In the data below, find the line that contains "Phrase: weathered wooden surface" and the line that contains "Phrase: rough bark texture". Copy both, plus every line between them, exactly.

● EXCERPTED DATA
********************

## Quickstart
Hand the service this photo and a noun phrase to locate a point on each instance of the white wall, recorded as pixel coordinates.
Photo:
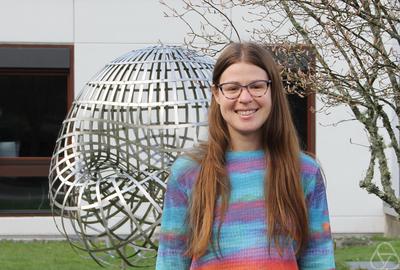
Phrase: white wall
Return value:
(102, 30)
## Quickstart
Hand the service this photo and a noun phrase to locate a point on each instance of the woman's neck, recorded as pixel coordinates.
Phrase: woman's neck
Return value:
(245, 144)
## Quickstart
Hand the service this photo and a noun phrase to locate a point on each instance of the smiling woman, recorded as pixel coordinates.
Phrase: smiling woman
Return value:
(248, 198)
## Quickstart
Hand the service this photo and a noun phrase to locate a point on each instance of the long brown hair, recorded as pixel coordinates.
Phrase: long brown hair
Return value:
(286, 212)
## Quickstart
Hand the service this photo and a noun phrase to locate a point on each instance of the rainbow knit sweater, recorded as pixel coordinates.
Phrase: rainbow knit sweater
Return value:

********************

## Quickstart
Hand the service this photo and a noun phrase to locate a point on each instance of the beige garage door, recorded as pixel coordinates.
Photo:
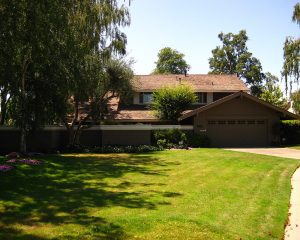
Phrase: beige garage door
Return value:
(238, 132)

********************

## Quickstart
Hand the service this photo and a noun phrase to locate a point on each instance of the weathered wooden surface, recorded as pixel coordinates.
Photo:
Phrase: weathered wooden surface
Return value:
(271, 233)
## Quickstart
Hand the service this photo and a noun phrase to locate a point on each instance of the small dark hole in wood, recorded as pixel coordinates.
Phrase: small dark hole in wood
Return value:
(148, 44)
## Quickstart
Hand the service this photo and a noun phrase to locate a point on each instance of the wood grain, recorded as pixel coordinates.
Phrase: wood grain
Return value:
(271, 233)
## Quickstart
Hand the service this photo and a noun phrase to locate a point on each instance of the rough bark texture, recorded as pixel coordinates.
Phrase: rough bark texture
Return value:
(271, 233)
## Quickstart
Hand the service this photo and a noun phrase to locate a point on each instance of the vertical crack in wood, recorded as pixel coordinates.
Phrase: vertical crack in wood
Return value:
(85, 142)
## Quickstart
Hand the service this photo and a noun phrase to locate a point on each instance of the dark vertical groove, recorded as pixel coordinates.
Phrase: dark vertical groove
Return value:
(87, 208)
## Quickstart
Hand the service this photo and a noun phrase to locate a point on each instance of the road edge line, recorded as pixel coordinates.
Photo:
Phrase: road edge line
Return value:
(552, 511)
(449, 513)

********************

● ANSWER TO THIS PROBLEM
Phrase: weathered wooden surface
Return value:
(271, 233)
## Quickstart
Hand the service this photo and a noun phrase to locate a point on each instance of the small dark hole in wood, recorded as pixel coordinates.
Phrase: small dark hole in wood
Return value:
(148, 44)
## Quickstart
Hand the service this photo and a noun phrase to locate a point on each instance of the wood grain, recorded as pixel coordinates.
Phrase: wood grain
Return value:
(271, 233)
## Quickstart
Hand the service this photo and a noun phrase to locate a point on each instance of the rough bark texture, recorded as pixel coordinates.
Phrase: rough bark texture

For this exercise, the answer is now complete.